### TASK INSTRUCTIONS
Where does the string "object" appear? Copy every line of the entries below that holds it.

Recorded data

________________________________________

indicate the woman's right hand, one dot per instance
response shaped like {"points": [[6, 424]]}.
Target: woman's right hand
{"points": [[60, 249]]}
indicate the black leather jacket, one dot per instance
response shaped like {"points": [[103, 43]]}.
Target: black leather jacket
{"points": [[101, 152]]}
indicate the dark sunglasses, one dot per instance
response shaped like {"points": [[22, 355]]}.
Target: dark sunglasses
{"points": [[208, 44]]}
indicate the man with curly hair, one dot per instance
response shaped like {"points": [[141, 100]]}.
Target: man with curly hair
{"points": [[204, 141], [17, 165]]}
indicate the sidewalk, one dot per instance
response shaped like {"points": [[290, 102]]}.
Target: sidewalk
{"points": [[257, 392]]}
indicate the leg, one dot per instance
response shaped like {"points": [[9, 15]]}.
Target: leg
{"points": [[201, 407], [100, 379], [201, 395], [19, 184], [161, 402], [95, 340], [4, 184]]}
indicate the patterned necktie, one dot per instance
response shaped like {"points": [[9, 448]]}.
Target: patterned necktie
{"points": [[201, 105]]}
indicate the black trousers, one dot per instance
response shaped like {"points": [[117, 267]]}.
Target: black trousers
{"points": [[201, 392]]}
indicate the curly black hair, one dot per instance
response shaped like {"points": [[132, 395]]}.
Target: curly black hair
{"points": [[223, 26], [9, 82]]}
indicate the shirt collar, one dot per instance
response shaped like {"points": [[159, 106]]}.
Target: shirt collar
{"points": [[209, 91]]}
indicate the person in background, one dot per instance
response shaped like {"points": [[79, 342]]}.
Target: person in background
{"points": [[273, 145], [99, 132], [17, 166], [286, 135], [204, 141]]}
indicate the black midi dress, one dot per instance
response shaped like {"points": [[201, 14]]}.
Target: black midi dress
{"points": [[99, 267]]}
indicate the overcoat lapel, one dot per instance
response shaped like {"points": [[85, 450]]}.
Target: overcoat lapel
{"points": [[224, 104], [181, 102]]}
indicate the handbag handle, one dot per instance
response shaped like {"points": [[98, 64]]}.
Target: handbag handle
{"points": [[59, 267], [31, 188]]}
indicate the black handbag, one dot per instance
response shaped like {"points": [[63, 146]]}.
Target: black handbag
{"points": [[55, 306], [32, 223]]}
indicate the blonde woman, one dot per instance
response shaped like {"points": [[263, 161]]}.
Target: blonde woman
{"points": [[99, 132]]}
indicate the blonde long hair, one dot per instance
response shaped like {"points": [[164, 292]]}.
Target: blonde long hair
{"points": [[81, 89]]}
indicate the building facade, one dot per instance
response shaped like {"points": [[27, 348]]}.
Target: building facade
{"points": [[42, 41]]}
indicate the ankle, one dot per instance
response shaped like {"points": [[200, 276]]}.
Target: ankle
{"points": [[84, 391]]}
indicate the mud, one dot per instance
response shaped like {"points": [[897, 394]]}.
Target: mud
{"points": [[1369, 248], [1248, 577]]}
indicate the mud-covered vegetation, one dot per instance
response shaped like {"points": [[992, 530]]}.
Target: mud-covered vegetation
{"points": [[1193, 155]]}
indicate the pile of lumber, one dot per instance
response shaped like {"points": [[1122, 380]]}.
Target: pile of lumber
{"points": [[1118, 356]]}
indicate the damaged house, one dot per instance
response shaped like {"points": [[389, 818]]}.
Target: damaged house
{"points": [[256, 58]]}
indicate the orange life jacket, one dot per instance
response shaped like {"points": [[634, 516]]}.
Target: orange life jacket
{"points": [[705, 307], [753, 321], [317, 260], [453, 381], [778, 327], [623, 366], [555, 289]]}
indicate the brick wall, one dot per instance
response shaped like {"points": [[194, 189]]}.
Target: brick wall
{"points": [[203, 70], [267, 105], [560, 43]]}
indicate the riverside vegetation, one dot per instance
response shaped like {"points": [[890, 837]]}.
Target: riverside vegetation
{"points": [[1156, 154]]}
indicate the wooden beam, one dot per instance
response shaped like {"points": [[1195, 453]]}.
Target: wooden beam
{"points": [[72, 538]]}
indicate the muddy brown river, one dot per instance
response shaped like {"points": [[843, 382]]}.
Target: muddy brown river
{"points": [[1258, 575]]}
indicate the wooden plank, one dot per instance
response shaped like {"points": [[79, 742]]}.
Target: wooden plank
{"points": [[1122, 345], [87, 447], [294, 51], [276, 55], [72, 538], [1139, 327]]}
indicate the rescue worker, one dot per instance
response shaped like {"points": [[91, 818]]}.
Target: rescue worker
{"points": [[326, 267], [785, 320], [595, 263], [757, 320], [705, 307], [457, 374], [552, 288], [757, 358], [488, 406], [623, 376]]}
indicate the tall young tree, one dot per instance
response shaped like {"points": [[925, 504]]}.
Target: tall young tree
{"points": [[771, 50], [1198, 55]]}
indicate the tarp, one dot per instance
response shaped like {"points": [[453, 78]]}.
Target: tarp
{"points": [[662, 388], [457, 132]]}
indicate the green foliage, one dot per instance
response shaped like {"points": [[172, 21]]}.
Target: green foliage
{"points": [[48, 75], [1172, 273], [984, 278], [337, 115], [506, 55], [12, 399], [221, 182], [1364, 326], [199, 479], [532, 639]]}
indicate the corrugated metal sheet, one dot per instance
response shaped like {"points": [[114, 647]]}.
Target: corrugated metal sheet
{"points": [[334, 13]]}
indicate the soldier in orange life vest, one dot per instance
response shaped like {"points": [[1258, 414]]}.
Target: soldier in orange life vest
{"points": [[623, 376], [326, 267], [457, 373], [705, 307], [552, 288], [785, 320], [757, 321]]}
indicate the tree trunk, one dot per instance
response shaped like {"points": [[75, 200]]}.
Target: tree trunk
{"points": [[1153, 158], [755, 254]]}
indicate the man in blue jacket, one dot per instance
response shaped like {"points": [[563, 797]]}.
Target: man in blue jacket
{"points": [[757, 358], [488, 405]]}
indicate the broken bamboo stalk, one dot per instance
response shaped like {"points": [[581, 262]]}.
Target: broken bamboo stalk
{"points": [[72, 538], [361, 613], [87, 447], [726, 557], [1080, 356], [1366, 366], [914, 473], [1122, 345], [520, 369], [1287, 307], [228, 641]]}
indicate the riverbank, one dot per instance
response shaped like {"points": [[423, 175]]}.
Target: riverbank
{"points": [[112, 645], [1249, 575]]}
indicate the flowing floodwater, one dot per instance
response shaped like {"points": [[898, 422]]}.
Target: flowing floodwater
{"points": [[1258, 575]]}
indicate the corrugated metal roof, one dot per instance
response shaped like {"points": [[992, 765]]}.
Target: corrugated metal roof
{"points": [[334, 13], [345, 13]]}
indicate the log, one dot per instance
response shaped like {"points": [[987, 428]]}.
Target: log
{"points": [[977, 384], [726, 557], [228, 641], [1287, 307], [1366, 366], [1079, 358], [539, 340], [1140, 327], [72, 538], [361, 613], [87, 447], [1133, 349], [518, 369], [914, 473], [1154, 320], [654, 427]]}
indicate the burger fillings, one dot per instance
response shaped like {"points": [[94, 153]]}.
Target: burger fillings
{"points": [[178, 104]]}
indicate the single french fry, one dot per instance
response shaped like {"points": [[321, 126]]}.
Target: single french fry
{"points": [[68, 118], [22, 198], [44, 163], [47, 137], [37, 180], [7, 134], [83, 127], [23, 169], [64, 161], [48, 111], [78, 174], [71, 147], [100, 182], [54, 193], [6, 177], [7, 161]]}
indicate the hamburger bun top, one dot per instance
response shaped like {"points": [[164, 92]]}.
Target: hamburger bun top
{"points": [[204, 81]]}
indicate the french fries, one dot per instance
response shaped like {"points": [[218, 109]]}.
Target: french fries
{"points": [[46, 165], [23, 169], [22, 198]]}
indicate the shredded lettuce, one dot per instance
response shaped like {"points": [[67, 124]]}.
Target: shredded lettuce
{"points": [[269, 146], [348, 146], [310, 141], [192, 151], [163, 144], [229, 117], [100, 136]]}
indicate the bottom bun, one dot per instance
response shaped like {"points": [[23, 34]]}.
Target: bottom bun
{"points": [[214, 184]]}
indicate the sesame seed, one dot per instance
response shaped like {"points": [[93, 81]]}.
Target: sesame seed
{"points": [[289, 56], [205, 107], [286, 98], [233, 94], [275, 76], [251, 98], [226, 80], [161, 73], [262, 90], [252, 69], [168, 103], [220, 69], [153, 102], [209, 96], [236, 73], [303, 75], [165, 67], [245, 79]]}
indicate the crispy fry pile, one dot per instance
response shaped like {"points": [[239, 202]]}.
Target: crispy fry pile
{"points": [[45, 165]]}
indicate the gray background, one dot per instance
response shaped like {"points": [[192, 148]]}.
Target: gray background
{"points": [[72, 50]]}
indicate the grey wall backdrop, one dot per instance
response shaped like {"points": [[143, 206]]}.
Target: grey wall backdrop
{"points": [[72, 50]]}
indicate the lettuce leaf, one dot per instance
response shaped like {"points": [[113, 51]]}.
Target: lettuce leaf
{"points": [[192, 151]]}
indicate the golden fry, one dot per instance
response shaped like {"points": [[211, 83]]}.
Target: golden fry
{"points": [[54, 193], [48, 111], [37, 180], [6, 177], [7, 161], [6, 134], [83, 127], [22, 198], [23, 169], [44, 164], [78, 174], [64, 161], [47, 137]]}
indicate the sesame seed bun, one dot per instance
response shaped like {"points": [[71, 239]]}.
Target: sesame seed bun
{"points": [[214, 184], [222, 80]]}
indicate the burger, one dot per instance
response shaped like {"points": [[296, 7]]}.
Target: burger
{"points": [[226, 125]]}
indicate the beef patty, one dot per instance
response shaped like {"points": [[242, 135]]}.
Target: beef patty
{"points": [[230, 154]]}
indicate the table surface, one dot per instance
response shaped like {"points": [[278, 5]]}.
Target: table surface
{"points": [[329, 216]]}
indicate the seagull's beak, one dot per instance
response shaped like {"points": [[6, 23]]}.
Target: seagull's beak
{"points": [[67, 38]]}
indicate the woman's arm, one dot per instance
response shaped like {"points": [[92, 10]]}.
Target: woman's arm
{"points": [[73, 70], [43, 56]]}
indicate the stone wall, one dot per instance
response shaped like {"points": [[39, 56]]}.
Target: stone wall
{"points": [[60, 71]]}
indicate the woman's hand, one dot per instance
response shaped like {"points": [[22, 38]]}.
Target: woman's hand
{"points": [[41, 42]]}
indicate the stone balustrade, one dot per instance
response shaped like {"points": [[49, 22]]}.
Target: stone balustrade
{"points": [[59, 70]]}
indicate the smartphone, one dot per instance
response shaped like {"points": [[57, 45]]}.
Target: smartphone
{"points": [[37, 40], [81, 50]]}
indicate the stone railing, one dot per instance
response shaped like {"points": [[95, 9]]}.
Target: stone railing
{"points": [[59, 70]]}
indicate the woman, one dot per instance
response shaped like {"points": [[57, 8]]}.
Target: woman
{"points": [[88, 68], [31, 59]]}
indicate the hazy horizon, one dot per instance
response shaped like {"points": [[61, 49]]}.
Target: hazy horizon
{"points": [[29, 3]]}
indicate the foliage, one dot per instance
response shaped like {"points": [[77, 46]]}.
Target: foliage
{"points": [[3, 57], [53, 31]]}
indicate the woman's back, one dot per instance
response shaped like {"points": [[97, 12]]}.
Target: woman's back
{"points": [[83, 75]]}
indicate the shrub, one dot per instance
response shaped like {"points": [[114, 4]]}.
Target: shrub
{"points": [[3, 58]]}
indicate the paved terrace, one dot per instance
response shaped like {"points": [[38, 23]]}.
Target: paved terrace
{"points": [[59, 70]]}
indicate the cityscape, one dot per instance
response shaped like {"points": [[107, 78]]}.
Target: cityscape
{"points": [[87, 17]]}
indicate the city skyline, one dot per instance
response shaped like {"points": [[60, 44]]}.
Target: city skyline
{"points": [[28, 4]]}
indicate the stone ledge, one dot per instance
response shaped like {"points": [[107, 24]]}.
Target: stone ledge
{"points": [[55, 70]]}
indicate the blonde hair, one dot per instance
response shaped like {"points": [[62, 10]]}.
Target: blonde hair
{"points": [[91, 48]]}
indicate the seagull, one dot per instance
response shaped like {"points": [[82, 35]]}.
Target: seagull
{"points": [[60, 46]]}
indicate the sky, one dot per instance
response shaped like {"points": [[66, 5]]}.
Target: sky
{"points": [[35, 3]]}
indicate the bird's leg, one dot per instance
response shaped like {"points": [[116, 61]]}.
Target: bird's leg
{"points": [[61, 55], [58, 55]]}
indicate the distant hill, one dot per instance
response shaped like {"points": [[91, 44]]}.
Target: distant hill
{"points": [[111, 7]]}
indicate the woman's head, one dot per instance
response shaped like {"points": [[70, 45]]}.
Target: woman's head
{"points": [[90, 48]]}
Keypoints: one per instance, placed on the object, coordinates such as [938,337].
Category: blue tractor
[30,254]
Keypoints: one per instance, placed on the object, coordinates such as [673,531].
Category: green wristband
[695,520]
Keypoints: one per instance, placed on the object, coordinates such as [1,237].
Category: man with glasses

________________________________________

### WRITTEN ANSWER
Keypoints: one per instance, placed on the object, coordinates such as [938,337].
Keypoints: one per instance, placed on the object, coordinates such as [673,531].
Keypoints: one per instance, placed on the object, coordinates such as [1,237].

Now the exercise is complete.